**EXERCISE BRIEF:** Render all the lines below as a two-column CSV with the headers text and bounding_boxes. Give each row the wording that asks for an object and the box coordinates that answer it, each in one quoted field with line breaks replaced by spaces, and leave the pictures out.
:::::
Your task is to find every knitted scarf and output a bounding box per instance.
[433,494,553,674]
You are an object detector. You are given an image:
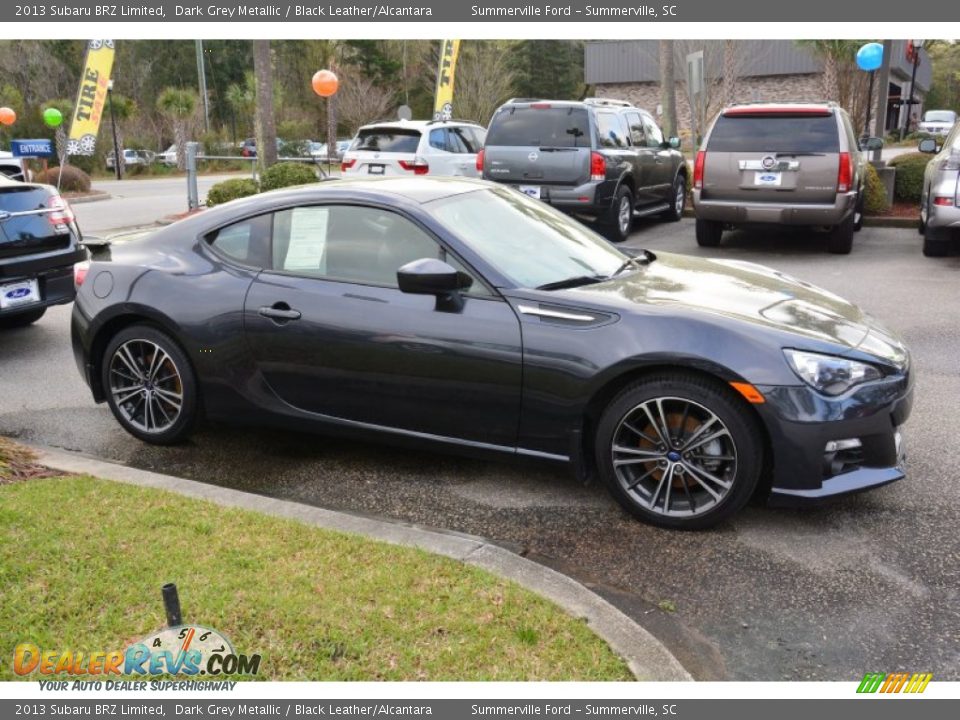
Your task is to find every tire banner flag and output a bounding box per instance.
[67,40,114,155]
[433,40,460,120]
:::::
**COMPLETED EXERCISE:**
text,bounding_boxes
"Your task is to find every knitted scarf and output a bounding box per instance.","[433,494,553,674]"
"You are an object detector. You are given an image: Your task is to find every tire banner flag and output a bounding box per instance.","[67,40,114,155] [433,40,460,120]"